• PROVIDED PASSAGE:
BEGIN

Eugène Platteau

Personal information
- Full name: Eugène Platteeuw
- Nickname: Flandrien
- Born: 18 September 1886 Roeselare, Belgium
- Weight: 65 kg (143 lb)

Team information
- Discipline: Road Track
- Role: Rider

Professional teams
- 1908: Alcyon–Dunlop
- 1909: Dürkopp
- 1911: La Française–Diamant
- 1913: La Française–Diamant

= Eugène Platteau =

Belgian cyclist

Eugène Platteau, in civil registration Eugène Platteeuw, (born 18 September 1886) was a Belgian professional road and track cyclist who competed during the 1900s and 1910s.

==Biography==
Born in Roeselare, Belgium, in 1886, Platteau rode professionally for Alcyon–Dunlop in 1908, for the German Dürkopp team in 1909, and for La Française–Diamant in 1911 and 1913.

Platteau was one of the first cyclists in cycling history to be referred to as Flandrien by the French newspaper La Dernière Heure, a designation for riders originating from the Belgian provinces of West and East Flanders. The term would later acquire a broader, more symbolic meaning.

In 1907 Platteu started winning cycling races, including in Laken, Mons and Namur. He also placed fourth in the cycling monuments 1907 Paris–Tours, and was runner-up in the Scheldeprijs in 1907.

The next year he competed professionally with Alcyon–Dunlop. He also won the bronze medal in the 1908 Belgian National Road Race Championships behind Francois Verstraeten and Cyrille van Hauwaert. He also finished third overall in the Tour of Belgium, including achieving four stage podium finishes. In his first Tour de France that year he finished 8th in the opening stage from Paris to Roubaix.

END

• STATED TASK: Continue the Eugène Platteau biography from where it stops, in the same encyclopedic style.

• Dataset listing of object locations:
BEGIN

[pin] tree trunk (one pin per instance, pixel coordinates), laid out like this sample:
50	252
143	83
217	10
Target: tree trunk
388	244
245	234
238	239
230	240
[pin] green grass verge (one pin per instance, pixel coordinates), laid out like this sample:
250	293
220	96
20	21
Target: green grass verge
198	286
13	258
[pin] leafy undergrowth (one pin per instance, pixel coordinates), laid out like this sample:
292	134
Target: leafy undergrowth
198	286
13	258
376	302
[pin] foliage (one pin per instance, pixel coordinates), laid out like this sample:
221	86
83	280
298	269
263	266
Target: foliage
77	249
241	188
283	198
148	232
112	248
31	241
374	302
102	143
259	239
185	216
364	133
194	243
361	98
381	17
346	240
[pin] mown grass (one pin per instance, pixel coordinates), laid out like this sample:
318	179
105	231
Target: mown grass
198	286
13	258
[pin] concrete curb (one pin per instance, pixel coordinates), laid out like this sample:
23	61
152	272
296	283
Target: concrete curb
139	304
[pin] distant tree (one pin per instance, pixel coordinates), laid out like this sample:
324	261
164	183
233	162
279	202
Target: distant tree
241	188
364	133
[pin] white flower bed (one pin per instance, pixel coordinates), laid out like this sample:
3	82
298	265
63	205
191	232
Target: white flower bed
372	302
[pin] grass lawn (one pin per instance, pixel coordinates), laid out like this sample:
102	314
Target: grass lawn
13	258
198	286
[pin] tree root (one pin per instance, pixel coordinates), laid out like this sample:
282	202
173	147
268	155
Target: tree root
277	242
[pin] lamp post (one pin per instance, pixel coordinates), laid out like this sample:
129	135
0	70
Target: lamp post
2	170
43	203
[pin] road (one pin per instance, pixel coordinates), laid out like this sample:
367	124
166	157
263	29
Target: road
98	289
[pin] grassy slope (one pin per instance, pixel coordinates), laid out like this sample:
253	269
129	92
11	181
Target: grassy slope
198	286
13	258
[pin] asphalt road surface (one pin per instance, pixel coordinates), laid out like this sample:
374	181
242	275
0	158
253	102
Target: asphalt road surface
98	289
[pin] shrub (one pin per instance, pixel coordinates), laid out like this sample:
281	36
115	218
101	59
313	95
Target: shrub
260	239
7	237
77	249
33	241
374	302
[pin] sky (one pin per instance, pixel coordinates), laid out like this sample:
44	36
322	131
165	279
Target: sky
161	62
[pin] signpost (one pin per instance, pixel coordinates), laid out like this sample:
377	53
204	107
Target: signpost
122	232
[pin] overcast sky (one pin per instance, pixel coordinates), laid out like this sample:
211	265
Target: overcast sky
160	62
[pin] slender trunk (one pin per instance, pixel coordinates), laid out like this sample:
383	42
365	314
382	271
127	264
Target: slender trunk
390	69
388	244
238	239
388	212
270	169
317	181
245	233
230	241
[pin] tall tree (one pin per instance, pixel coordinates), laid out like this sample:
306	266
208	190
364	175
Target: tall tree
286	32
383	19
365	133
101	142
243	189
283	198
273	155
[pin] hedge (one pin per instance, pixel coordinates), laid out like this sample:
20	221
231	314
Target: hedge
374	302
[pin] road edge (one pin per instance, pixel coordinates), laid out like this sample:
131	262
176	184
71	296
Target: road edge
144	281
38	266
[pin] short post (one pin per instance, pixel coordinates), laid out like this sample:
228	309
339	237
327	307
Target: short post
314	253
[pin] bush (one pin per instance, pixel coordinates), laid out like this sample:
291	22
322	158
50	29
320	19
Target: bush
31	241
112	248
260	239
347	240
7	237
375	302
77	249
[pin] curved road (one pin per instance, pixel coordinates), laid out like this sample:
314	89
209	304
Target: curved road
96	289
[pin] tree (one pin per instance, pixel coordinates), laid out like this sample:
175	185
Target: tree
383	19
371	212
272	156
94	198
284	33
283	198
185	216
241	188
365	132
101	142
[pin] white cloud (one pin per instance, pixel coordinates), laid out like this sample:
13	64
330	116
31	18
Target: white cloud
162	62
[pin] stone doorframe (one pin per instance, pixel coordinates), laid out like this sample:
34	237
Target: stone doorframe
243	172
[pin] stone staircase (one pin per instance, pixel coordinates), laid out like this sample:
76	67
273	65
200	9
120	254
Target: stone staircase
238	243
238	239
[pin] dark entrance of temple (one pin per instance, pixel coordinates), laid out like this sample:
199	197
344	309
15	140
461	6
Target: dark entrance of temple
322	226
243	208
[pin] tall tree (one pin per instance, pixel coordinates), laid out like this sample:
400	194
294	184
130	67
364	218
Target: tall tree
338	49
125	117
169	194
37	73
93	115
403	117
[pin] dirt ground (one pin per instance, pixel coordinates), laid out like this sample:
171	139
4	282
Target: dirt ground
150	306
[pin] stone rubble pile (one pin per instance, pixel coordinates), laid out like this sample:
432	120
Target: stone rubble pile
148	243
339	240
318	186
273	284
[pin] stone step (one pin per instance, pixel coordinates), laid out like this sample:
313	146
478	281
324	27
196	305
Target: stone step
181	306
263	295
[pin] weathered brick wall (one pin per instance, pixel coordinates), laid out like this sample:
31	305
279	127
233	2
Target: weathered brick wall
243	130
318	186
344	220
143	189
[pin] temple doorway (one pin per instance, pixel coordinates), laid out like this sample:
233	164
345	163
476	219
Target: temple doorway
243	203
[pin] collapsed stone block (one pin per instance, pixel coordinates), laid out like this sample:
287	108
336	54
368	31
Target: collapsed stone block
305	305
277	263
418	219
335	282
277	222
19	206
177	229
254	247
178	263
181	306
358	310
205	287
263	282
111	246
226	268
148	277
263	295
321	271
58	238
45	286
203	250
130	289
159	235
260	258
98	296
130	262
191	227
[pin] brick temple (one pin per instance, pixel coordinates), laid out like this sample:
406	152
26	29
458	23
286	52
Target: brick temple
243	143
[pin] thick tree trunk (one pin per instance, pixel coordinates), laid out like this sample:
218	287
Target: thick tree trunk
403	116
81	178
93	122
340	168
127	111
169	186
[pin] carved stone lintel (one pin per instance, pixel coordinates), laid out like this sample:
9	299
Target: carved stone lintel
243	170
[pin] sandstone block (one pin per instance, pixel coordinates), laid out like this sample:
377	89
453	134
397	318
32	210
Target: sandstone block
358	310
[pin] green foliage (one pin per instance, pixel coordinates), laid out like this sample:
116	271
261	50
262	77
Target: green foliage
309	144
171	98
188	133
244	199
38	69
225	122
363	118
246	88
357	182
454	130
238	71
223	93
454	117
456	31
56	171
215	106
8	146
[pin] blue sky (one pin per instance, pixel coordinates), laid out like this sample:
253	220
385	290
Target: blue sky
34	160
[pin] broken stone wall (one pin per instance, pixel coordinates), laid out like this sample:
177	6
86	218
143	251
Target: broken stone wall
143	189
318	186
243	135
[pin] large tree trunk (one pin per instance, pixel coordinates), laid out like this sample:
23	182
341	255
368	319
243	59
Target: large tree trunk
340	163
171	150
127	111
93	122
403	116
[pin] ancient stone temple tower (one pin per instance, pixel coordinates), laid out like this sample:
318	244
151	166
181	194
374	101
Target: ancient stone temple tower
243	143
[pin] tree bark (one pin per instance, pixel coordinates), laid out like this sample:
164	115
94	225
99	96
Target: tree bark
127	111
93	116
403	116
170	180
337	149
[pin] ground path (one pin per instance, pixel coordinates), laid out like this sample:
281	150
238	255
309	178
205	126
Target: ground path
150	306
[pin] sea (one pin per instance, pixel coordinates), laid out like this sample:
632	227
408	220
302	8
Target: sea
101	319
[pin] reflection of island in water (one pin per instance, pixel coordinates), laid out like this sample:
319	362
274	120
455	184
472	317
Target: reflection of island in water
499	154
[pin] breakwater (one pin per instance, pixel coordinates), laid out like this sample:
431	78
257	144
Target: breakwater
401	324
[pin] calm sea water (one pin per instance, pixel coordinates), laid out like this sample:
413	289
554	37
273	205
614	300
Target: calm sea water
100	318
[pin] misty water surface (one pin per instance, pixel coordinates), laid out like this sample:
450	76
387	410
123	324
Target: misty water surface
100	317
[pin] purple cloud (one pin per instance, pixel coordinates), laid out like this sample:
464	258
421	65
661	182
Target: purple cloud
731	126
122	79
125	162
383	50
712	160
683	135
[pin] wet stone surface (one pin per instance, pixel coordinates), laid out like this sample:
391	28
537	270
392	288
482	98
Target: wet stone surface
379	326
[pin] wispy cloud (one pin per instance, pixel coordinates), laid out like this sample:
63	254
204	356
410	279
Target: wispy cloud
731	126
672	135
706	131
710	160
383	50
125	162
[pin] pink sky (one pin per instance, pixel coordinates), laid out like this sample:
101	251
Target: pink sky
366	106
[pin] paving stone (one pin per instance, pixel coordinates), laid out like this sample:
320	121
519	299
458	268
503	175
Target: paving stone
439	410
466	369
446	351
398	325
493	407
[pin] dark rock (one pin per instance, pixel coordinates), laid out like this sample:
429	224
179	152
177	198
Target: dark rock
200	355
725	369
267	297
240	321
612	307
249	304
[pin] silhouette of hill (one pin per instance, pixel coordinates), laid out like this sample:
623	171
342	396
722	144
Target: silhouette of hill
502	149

END

• TASK ANSWER:
The next year he rode with the German Dürkopp team , and didn't compete that year in the main international races in Belgium and France. As a track cyclist, he won bronze medal at the 1909 Belgian National Track Championships in the motor-paced event, and would become runner up the next year in 1910.

In later years, Platteau had another top-10 finish in the cycling monument 1912 Paris–Roubaix. He also finished among others third in the 1910 Étoile Carolorégienne stage race, competed in the 1913 Tour de France and in his last year he rode to the third place in 1917 Paris–Bourges.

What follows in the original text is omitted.